#### [Task directions]
Would you copy every line of the data below, character for character and without any changes?
-- begin Provided data --
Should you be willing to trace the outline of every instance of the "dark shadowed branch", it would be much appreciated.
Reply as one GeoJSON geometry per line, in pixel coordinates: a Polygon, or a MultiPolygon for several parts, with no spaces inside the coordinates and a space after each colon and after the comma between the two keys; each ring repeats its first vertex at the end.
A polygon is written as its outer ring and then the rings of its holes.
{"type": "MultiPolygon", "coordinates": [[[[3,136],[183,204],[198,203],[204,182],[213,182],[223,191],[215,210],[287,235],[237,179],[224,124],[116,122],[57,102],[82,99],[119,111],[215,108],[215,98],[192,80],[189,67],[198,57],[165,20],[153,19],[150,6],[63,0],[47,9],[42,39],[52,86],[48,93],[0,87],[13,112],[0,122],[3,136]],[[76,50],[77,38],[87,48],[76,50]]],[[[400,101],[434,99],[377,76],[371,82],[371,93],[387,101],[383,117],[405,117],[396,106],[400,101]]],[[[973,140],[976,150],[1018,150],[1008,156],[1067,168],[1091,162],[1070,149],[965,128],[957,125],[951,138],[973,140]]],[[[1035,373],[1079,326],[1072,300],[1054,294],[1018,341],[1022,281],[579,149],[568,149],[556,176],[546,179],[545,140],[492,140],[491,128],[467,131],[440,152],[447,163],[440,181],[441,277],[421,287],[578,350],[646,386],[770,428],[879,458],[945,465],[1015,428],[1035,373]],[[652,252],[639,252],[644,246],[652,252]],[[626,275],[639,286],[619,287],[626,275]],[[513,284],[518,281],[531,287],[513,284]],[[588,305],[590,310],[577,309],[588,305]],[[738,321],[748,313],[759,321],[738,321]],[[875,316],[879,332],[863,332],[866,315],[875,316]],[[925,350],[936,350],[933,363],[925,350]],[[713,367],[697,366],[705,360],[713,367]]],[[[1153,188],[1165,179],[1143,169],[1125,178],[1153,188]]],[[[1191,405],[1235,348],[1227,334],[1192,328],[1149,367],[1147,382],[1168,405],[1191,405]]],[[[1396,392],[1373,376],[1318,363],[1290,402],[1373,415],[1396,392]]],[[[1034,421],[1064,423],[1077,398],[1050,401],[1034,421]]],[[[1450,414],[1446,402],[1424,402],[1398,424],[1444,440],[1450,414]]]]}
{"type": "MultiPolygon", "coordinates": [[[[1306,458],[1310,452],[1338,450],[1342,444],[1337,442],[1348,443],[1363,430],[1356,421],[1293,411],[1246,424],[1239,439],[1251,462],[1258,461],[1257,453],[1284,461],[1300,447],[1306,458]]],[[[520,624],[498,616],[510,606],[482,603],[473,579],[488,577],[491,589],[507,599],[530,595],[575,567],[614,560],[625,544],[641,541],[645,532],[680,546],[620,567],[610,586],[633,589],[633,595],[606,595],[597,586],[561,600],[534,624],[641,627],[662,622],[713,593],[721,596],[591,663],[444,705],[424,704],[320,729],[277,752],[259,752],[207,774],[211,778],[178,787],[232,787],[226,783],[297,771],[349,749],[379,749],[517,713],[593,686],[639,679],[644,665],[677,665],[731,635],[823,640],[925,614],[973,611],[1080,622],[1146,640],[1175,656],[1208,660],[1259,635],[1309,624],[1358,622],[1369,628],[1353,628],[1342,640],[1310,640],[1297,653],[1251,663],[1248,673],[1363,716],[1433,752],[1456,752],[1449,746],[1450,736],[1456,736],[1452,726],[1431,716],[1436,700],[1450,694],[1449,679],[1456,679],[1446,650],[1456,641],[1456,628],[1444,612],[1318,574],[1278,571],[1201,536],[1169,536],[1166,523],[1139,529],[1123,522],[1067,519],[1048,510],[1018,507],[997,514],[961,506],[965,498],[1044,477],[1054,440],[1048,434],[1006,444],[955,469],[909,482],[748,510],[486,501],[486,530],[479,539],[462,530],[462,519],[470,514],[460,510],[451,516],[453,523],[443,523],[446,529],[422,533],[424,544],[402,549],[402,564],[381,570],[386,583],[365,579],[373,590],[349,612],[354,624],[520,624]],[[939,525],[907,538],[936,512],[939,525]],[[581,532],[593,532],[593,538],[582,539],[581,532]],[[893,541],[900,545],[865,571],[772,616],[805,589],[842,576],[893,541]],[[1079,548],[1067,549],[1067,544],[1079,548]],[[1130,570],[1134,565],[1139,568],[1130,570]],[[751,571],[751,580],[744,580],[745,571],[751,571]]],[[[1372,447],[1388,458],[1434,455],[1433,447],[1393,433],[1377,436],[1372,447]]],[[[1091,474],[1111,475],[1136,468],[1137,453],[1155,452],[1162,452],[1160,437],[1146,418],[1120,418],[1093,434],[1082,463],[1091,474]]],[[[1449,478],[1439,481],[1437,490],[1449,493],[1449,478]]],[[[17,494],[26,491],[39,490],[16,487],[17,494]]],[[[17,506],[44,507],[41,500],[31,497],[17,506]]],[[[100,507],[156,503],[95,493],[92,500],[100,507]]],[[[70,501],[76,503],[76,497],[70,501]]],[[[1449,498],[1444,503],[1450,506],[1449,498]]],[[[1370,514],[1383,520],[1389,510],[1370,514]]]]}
-- end Provided data --
#### [Correct output]
Should you be willing to trace the outline of every instance of the "dark shadowed branch", it would be much appreciated.
Reply as one GeoJSON geometry per line, in pixel coordinates: a Polygon, or a MultiPolygon for several parts, with no spaces inside the coordinates and a space after each colon and after the comma between the two keys; each ring repeats its first vertex at the end.
A polygon is written as its outer ring and then the rings of its holes.
{"type": "MultiPolygon", "coordinates": [[[[3,136],[183,204],[198,203],[204,182],[213,182],[223,191],[215,210],[287,235],[237,179],[224,124],[116,122],[57,102],[82,99],[119,111],[215,108],[215,98],[192,80],[189,67],[198,57],[165,20],[153,19],[150,6],[63,0],[47,9],[42,39],[52,86],[48,93],[0,87],[13,112],[0,122],[3,136]],[[76,50],[77,38],[87,48],[76,50]]],[[[400,101],[434,99],[377,76],[371,82],[371,93],[387,101],[383,117],[405,117],[396,106],[400,101]]],[[[973,140],[976,150],[1018,150],[1008,156],[1067,168],[1091,162],[1070,149],[965,128],[957,125],[951,138],[973,140]]],[[[1035,373],[1079,326],[1072,300],[1054,294],[1018,341],[1022,281],[579,149],[568,149],[556,176],[546,179],[545,140],[492,140],[491,128],[467,131],[440,152],[447,163],[440,181],[441,277],[421,287],[578,350],[646,386],[770,428],[879,458],[945,465],[1015,428],[1035,373]],[[652,252],[639,252],[644,246],[652,252]],[[626,275],[639,286],[619,287],[626,275]],[[513,284],[518,281],[531,287],[513,284]],[[588,305],[590,310],[577,309],[588,305]],[[738,321],[748,313],[759,321],[738,321]],[[875,316],[879,332],[863,332],[866,315],[875,316]],[[925,350],[936,350],[933,363],[925,350]],[[713,367],[697,366],[705,360],[713,367]]],[[[1153,188],[1165,179],[1143,169],[1125,178],[1153,188]]],[[[1191,405],[1235,348],[1227,334],[1192,328],[1149,367],[1147,382],[1168,405],[1191,405]]],[[[1396,392],[1373,376],[1318,363],[1290,402],[1373,415],[1396,392]]],[[[1034,421],[1064,423],[1077,398],[1050,401],[1034,421]]],[[[1450,414],[1446,402],[1424,402],[1398,424],[1444,440],[1450,414]]]]}
{"type": "MultiPolygon", "coordinates": [[[[1306,458],[1310,452],[1338,450],[1342,444],[1337,442],[1348,443],[1363,430],[1356,421],[1293,411],[1246,424],[1239,439],[1251,462],[1258,461],[1257,453],[1284,461],[1300,447],[1306,458]]],[[[520,624],[498,616],[510,606],[482,603],[473,579],[488,577],[491,589],[507,599],[530,595],[575,567],[614,560],[625,544],[641,541],[645,532],[680,546],[620,567],[610,586],[633,589],[633,595],[606,595],[597,586],[561,600],[534,624],[641,627],[662,622],[713,593],[721,596],[591,663],[444,705],[424,704],[320,729],[277,752],[259,752],[207,774],[211,778],[178,787],[232,787],[226,783],[297,771],[349,749],[379,749],[517,713],[593,686],[639,679],[644,665],[677,665],[731,635],[823,640],[925,614],[973,611],[1080,622],[1146,640],[1175,656],[1208,660],[1259,635],[1309,624],[1358,622],[1369,628],[1353,628],[1342,640],[1310,640],[1297,653],[1251,663],[1248,673],[1363,716],[1433,752],[1456,752],[1449,746],[1450,736],[1456,736],[1452,726],[1431,716],[1436,700],[1450,694],[1449,679],[1456,679],[1446,650],[1456,641],[1456,628],[1444,612],[1318,574],[1278,571],[1201,536],[1169,536],[1166,523],[1139,529],[1123,522],[1067,519],[1048,510],[1018,507],[997,514],[961,506],[965,498],[1044,477],[1054,440],[1048,434],[1006,444],[955,469],[909,482],[748,510],[486,501],[486,530],[479,539],[462,530],[462,519],[470,514],[460,510],[451,516],[453,523],[443,523],[446,529],[422,533],[424,544],[402,549],[402,564],[381,570],[386,583],[365,579],[373,590],[349,612],[354,624],[520,624]],[[939,525],[907,538],[936,512],[939,525]],[[581,532],[593,532],[593,538],[582,539],[581,532]],[[893,541],[900,545],[865,571],[772,616],[805,589],[842,576],[893,541]],[[1079,548],[1067,549],[1067,544],[1079,548]],[[1130,570],[1134,565],[1139,568],[1130,570]],[[751,571],[751,580],[744,580],[745,571],[751,571]]],[[[1372,447],[1388,458],[1434,455],[1433,447],[1393,433],[1377,436],[1372,447]]],[[[1091,474],[1111,475],[1136,468],[1137,453],[1155,452],[1162,452],[1160,437],[1146,418],[1120,418],[1093,434],[1082,463],[1091,474]]],[[[1449,478],[1439,481],[1437,490],[1449,493],[1449,478]]],[[[17,494],[26,491],[39,490],[16,487],[17,494]]],[[[17,506],[44,507],[41,500],[31,497],[17,506]]],[[[100,507],[156,503],[95,493],[92,500],[100,507]]],[[[70,501],[76,503],[76,497],[70,501]]],[[[1449,498],[1444,503],[1450,506],[1449,498]]],[[[1370,514],[1383,520],[1389,510],[1370,514]]]]}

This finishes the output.